INSTRUCTIONS TO FOLLOW
Tally the lines of the material below that contain the string "bird", and give only the number.

STORED ROWS
----

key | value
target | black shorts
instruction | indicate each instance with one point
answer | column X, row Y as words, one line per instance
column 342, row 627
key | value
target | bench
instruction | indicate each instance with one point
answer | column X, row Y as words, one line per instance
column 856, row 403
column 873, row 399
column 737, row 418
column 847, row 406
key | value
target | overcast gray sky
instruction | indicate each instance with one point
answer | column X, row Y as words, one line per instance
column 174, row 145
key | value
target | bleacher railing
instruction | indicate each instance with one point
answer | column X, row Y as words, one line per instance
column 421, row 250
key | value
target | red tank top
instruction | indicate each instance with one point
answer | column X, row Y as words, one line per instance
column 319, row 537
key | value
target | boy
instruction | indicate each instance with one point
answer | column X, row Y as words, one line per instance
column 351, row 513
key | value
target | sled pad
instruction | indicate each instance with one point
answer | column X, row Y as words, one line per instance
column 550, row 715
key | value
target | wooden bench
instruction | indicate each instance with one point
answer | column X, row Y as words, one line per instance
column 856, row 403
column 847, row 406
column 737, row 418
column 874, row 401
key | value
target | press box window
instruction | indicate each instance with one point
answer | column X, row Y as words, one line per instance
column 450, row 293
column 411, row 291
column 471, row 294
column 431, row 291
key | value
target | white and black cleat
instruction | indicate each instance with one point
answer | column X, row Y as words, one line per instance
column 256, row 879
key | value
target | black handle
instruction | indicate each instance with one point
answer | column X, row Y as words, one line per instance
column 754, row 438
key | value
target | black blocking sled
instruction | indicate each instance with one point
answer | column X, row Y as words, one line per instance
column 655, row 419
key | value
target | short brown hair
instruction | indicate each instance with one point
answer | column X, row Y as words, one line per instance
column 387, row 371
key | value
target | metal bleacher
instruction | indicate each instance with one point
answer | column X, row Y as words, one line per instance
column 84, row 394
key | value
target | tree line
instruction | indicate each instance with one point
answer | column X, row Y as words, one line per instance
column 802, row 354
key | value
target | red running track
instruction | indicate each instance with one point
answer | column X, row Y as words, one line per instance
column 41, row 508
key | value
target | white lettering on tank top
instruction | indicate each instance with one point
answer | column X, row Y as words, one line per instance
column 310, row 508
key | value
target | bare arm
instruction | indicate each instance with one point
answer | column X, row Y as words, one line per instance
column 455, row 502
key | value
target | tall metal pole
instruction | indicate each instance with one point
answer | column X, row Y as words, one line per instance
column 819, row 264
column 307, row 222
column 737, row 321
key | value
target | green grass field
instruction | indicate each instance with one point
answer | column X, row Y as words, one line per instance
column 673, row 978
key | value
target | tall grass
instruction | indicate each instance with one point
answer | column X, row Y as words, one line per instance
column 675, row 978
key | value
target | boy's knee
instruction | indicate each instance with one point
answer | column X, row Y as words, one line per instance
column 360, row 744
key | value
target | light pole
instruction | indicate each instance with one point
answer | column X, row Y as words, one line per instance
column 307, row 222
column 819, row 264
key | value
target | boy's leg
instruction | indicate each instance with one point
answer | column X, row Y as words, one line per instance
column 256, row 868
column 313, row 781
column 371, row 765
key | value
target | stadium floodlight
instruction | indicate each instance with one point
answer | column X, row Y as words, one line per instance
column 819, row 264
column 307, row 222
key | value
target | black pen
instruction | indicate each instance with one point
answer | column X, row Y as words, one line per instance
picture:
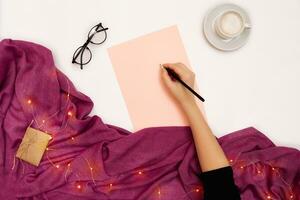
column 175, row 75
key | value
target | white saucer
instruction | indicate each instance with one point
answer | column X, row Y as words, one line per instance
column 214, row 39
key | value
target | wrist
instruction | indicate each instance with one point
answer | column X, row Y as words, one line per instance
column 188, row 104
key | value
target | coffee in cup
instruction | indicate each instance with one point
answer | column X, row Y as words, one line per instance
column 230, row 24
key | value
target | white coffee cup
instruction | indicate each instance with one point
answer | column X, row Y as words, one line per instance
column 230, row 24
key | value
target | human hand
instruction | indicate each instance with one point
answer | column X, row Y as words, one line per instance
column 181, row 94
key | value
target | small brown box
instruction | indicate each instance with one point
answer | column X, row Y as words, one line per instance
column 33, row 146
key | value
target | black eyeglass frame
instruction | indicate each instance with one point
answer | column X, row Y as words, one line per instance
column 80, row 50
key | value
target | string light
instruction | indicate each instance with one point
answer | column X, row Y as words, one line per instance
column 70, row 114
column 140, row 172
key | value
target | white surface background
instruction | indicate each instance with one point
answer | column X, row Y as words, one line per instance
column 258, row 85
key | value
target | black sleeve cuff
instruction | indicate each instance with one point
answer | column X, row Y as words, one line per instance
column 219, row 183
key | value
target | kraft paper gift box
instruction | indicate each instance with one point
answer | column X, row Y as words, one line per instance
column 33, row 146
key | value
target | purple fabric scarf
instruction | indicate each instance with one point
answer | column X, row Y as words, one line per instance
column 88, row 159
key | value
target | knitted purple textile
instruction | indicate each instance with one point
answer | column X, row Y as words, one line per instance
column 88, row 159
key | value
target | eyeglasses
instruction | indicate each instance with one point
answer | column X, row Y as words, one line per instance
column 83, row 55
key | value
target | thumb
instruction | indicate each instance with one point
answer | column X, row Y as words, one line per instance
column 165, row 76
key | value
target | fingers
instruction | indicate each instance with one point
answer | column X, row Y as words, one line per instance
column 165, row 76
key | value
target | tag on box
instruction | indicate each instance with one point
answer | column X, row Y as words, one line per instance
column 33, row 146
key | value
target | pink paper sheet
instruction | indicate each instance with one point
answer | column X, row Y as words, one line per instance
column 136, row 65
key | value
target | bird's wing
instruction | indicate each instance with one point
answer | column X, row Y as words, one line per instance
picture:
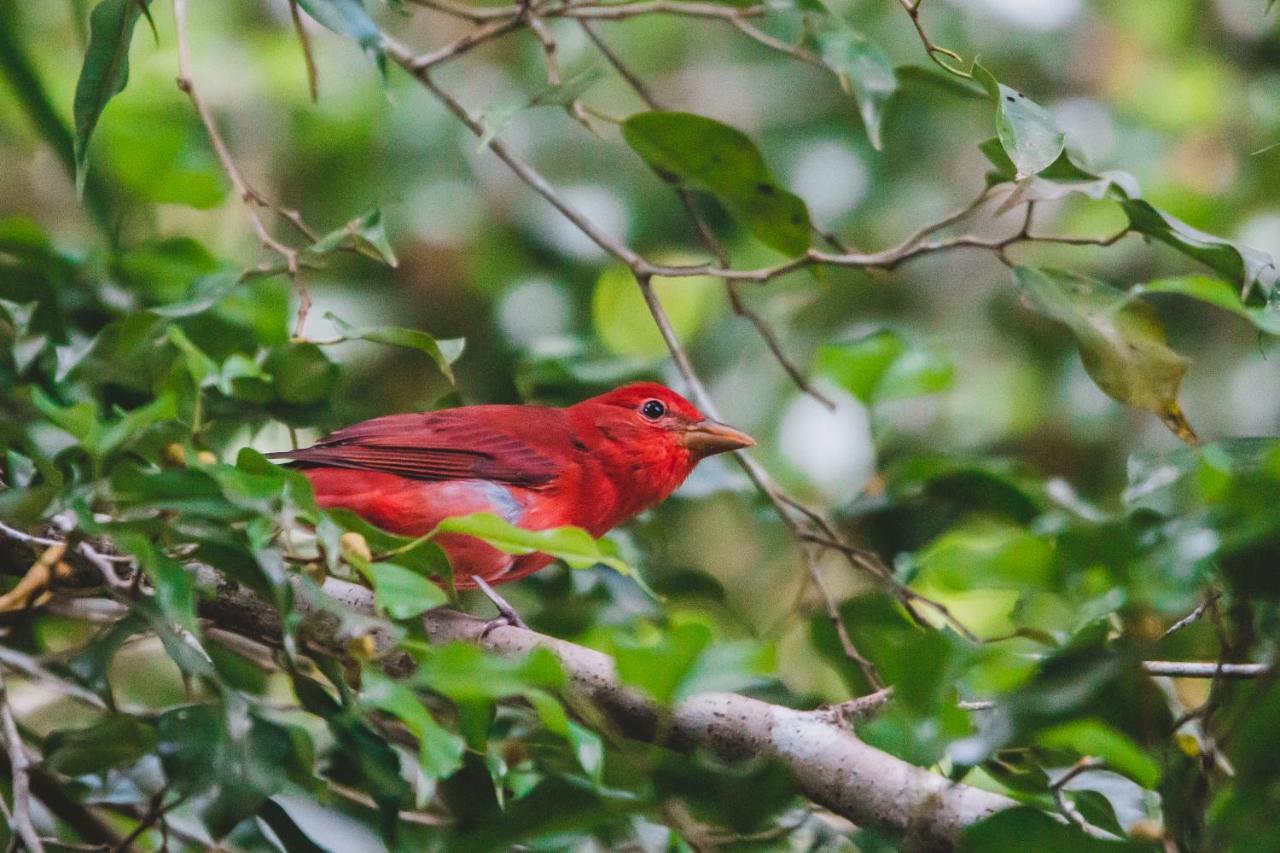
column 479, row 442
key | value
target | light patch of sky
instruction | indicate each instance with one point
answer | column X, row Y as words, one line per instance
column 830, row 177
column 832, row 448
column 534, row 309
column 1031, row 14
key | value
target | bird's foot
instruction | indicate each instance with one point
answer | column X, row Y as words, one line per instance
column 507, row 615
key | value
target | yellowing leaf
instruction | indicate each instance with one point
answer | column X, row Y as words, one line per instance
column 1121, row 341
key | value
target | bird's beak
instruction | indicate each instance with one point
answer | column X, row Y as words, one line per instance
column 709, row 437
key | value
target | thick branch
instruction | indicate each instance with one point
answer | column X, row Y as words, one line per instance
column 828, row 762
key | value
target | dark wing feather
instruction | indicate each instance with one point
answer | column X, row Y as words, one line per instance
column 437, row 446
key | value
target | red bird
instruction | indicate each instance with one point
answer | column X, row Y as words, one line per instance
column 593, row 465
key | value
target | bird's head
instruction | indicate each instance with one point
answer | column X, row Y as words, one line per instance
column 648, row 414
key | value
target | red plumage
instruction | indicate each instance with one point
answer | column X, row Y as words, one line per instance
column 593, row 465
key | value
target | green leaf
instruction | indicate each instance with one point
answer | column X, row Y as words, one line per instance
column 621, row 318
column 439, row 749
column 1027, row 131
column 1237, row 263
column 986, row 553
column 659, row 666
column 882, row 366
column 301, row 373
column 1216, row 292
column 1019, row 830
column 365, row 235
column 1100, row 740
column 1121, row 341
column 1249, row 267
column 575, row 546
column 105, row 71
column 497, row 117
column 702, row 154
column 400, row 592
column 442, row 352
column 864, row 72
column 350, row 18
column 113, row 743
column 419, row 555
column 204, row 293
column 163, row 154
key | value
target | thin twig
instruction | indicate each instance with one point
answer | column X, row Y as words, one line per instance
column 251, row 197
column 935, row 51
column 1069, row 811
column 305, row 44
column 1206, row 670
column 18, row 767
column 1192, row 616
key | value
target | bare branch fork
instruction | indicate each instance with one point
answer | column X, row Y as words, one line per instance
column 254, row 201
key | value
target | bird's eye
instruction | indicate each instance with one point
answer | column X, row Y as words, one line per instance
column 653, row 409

----

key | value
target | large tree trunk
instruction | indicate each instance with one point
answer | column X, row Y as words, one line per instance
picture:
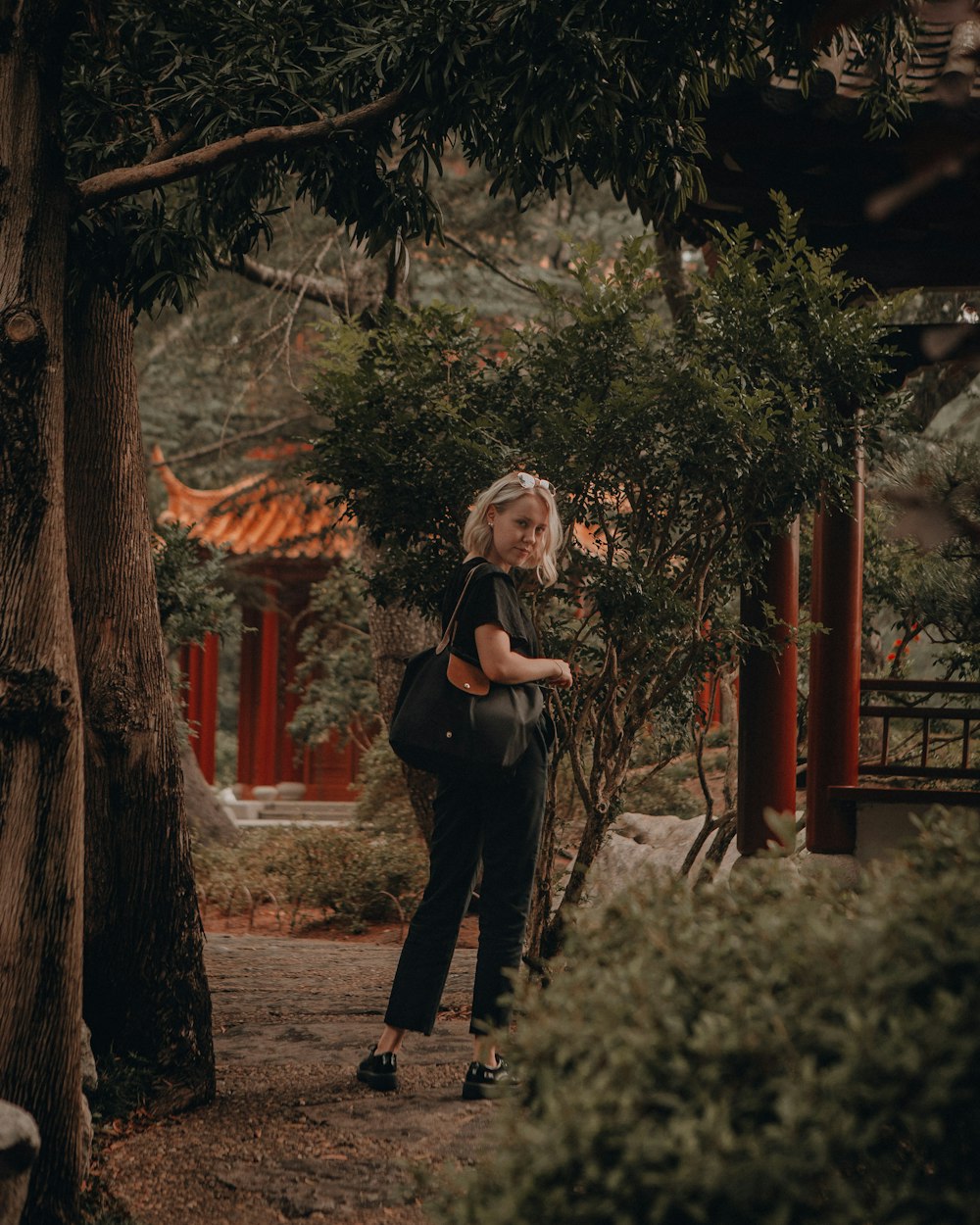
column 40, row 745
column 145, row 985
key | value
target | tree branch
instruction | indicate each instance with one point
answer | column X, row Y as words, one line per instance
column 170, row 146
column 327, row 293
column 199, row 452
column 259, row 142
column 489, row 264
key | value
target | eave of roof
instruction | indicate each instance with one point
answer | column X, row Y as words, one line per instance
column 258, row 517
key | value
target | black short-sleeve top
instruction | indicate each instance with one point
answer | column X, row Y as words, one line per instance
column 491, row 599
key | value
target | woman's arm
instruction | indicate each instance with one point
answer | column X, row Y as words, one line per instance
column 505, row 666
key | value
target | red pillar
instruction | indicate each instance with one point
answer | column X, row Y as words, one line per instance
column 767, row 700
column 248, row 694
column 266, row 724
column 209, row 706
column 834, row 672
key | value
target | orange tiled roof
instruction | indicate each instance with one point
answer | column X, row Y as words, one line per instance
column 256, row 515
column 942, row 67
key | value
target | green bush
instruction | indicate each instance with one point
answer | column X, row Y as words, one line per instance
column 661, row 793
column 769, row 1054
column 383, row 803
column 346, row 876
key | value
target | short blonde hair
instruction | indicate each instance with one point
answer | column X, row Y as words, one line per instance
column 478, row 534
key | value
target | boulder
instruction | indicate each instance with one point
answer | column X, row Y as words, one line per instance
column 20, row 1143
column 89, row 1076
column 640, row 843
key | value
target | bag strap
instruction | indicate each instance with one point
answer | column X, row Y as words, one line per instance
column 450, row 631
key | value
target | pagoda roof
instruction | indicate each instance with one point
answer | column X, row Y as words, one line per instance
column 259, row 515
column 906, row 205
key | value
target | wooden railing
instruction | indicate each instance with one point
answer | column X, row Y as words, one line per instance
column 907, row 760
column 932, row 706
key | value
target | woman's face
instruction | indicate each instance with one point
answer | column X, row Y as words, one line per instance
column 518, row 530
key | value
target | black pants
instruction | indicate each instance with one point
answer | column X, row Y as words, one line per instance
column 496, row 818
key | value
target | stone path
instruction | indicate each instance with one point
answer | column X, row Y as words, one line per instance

----

WRITTEN RESPONSE
6